-- PROVIDED MATERIAL --

-------

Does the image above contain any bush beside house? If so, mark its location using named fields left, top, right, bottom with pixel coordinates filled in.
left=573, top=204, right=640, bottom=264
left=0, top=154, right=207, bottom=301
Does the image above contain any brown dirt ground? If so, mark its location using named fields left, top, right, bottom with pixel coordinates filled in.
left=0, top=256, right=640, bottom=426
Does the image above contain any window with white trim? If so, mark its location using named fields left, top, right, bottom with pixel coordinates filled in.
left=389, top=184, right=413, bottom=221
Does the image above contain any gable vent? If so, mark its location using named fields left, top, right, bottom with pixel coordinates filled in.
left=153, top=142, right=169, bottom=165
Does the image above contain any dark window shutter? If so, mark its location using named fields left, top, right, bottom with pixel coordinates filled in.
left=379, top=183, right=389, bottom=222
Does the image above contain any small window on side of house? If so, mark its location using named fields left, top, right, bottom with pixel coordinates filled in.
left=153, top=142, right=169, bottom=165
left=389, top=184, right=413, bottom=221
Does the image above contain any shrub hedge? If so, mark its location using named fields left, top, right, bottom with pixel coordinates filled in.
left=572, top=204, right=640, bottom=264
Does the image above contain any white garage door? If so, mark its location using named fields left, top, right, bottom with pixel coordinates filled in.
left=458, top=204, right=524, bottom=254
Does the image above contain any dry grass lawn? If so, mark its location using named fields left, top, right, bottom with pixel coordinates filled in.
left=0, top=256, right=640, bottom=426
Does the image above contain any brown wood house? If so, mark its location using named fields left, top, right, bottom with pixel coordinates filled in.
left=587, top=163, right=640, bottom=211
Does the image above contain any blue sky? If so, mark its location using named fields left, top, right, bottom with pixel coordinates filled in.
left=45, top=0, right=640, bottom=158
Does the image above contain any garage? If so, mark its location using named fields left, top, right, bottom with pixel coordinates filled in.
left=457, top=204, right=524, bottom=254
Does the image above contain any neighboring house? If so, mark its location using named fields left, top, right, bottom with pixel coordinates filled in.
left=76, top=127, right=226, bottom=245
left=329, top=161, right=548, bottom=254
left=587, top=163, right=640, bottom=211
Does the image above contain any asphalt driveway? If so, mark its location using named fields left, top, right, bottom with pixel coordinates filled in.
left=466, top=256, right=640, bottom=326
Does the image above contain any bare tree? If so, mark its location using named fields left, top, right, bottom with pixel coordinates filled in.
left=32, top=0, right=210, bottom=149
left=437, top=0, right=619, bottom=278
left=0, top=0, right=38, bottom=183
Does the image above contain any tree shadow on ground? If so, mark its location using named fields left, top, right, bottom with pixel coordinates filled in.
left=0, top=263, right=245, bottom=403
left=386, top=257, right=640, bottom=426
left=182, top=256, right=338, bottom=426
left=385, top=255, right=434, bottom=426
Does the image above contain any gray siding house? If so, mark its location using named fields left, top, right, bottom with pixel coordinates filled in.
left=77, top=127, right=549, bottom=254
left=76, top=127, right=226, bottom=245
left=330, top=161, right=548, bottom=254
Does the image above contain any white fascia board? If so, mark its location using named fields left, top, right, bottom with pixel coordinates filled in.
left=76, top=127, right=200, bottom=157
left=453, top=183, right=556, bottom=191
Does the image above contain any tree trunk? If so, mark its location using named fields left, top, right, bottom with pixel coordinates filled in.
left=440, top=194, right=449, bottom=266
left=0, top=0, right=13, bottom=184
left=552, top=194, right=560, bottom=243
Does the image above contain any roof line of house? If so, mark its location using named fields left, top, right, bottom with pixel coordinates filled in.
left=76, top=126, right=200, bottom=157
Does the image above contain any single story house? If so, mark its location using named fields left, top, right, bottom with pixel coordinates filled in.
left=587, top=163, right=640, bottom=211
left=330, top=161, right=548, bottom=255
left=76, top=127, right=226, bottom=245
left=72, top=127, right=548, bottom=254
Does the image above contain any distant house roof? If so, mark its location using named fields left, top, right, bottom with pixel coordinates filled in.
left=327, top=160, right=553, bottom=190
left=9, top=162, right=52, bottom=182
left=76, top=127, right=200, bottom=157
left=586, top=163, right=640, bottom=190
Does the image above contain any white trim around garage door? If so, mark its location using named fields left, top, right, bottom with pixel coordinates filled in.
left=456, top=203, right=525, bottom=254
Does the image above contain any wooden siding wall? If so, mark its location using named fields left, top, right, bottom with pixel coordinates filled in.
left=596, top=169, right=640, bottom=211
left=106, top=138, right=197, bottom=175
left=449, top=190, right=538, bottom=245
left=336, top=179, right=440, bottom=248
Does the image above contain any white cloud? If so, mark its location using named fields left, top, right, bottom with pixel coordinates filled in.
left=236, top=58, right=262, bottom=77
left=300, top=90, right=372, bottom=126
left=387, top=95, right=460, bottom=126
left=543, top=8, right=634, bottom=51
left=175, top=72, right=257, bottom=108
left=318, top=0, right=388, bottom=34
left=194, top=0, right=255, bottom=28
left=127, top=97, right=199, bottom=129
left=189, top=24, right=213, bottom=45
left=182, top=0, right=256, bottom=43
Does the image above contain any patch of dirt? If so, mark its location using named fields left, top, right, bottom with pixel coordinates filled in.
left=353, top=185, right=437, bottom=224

-------

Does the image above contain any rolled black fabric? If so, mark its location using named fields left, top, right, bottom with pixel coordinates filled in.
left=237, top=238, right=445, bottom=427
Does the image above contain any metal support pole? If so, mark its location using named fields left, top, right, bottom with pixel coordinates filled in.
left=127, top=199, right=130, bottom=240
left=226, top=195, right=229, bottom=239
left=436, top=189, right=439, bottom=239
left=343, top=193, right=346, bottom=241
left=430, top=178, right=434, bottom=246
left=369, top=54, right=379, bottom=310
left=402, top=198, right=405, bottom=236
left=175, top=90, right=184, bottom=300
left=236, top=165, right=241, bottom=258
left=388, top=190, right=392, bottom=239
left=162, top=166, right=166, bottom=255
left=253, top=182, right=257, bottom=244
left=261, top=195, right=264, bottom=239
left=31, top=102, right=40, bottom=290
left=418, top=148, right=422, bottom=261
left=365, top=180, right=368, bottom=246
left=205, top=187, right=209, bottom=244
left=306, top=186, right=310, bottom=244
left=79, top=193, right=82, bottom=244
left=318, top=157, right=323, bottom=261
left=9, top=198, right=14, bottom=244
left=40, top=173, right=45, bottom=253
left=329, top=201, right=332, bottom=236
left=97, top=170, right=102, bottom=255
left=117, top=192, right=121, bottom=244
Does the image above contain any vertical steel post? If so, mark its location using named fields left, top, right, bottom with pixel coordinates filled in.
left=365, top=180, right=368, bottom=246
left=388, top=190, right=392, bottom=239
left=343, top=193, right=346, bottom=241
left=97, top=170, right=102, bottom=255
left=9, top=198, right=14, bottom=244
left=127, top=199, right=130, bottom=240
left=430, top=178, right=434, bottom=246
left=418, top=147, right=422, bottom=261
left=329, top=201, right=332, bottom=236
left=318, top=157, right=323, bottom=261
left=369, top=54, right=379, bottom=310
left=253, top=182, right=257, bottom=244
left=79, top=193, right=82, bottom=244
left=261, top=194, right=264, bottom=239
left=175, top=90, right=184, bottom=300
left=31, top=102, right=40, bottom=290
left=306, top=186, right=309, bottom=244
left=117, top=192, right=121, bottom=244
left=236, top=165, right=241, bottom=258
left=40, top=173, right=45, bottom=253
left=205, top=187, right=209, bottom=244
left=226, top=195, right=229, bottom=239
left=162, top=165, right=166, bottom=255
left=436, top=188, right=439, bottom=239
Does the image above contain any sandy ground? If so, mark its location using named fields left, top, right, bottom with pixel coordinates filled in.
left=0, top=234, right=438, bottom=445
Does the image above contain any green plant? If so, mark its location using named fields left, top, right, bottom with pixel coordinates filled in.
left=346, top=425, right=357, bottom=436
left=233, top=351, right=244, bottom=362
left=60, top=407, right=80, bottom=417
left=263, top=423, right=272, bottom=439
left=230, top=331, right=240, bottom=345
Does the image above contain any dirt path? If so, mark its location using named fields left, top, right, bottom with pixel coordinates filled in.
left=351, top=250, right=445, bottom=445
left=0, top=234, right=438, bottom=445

-------

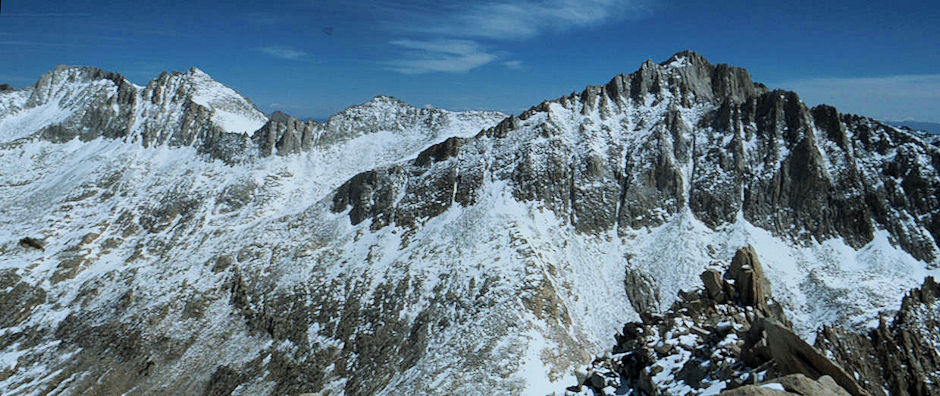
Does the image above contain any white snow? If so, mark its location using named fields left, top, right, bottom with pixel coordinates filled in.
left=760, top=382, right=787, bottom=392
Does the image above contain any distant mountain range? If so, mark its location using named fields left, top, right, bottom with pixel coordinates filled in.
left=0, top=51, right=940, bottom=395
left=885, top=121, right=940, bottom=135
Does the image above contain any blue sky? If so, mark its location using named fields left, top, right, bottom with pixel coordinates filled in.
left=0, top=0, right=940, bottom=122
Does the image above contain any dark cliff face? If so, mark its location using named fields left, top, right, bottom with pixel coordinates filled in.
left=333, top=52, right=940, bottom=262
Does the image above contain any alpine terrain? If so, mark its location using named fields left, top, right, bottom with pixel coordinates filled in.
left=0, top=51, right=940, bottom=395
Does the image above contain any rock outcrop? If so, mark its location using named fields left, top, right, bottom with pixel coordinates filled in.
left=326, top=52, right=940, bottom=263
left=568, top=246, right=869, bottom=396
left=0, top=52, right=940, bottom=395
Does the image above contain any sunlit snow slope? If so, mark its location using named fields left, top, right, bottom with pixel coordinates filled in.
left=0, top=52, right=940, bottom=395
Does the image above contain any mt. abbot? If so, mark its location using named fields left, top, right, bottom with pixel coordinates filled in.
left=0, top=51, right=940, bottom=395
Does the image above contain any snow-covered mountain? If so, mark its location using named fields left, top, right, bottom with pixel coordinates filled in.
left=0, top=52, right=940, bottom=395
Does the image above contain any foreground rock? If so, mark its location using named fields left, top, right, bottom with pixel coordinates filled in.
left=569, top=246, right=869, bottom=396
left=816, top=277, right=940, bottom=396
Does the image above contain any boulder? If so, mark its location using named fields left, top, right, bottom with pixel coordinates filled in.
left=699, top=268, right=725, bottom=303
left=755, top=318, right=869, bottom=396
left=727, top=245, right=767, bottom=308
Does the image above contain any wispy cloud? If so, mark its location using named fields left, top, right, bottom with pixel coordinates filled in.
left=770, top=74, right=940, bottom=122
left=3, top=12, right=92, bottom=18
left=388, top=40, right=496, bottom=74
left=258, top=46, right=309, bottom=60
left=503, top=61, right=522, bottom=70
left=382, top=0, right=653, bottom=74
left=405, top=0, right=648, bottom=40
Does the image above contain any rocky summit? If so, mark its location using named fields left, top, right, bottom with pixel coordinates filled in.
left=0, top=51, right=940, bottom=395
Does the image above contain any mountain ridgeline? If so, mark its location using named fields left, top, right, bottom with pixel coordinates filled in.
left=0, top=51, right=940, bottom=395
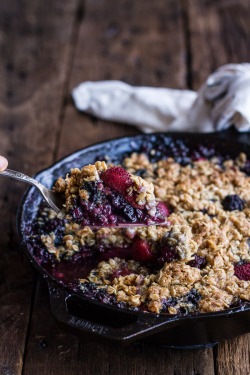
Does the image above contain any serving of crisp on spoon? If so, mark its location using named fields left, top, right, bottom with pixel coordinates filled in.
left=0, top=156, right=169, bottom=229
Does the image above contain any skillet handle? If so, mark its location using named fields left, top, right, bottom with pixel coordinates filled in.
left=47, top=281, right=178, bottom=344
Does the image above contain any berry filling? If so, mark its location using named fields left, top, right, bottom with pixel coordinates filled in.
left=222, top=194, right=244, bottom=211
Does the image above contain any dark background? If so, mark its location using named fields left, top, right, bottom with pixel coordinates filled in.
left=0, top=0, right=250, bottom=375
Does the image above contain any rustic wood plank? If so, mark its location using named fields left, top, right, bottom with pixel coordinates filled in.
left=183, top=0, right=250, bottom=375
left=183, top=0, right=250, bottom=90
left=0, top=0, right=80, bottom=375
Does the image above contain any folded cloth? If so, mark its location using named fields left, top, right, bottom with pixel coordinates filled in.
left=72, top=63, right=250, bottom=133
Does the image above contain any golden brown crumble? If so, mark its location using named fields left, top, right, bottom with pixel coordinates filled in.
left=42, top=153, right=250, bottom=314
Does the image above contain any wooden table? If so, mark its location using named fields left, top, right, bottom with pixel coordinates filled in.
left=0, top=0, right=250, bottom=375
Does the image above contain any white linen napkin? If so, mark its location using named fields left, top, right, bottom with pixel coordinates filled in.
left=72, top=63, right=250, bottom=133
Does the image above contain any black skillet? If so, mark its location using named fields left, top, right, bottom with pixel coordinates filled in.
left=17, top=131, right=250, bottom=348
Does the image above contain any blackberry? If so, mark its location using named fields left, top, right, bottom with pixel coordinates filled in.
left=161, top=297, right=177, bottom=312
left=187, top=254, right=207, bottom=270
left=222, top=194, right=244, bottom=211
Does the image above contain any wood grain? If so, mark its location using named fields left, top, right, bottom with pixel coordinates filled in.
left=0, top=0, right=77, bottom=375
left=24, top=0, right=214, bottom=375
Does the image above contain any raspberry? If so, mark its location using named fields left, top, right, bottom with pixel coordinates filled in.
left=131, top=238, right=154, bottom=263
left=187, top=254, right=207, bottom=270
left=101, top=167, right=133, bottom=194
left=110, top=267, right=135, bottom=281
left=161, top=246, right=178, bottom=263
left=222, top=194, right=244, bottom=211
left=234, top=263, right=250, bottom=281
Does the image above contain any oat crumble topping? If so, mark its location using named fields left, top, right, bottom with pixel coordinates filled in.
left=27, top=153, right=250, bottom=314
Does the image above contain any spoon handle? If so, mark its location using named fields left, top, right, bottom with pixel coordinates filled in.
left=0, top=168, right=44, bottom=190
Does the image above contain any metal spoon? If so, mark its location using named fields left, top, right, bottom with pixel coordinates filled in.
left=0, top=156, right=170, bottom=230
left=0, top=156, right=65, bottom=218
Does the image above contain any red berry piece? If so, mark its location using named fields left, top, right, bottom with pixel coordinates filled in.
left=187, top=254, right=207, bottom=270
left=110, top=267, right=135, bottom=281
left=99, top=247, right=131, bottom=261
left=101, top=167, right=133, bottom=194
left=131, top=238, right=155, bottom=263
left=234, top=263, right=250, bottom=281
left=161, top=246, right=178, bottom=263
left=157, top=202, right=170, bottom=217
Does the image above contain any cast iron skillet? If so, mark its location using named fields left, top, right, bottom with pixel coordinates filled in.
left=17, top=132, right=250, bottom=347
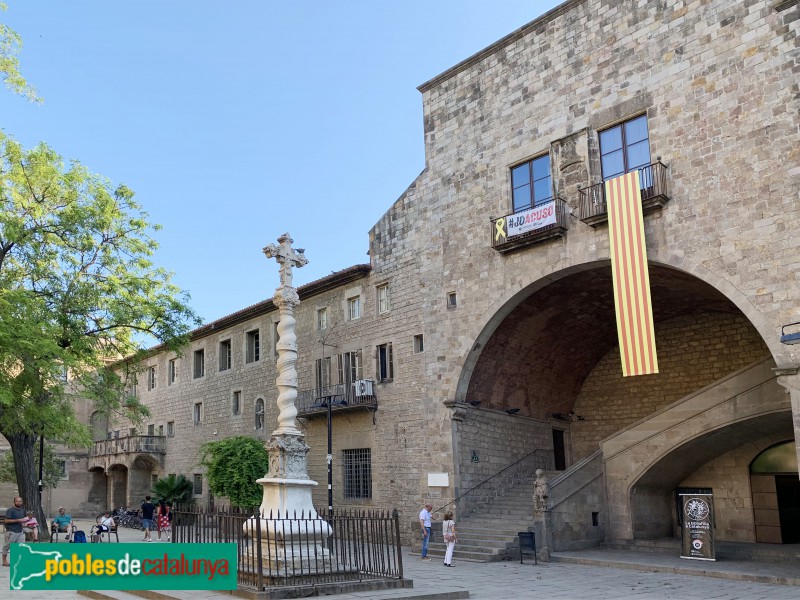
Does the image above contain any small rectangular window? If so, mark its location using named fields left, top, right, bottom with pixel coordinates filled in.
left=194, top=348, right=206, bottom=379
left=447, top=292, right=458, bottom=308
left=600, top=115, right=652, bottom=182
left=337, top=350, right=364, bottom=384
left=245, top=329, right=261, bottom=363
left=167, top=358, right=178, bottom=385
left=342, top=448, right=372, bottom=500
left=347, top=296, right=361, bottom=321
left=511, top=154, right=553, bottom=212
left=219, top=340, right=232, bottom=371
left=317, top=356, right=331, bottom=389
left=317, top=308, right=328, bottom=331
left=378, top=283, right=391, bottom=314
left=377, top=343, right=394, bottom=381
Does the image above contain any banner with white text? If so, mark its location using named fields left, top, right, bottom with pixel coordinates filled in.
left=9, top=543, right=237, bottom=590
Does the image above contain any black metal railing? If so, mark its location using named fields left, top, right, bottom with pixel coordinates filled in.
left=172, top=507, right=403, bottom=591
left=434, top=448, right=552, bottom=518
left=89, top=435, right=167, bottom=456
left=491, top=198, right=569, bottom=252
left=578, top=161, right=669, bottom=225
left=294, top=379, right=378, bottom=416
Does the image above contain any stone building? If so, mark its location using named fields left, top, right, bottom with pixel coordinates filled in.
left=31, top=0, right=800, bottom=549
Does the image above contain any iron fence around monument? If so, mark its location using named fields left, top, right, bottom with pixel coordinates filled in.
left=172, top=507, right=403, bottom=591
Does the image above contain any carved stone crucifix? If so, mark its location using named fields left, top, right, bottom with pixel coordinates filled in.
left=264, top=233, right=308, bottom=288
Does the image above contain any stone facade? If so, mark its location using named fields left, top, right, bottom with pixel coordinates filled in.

-------

-- WHAT YOU HAVE TO DO --
Quote, without any changes, the rows starting at the one containing "Does the image above contain any black skillet?" and ending at the one containing "left=24, top=0, right=214, bottom=375", both included.

-- THE RESPONSE --
Does the image above contain any black skillet? If so, mark its location using named fields left, top, right, bottom with pixel coordinates filled in.
left=17, top=131, right=250, bottom=348
Does the image above contain any blackberry? If so, mark its location using named fields left, top, right, bottom with pixel coordinates filled in.
left=161, top=297, right=177, bottom=312
left=187, top=254, right=207, bottom=270
left=222, top=194, right=244, bottom=211
Does the image above contain any wood grain? If so, mark its location using named fields left, top, right, bottom with pixel coordinates filled in.
left=0, top=0, right=77, bottom=375
left=24, top=0, right=214, bottom=375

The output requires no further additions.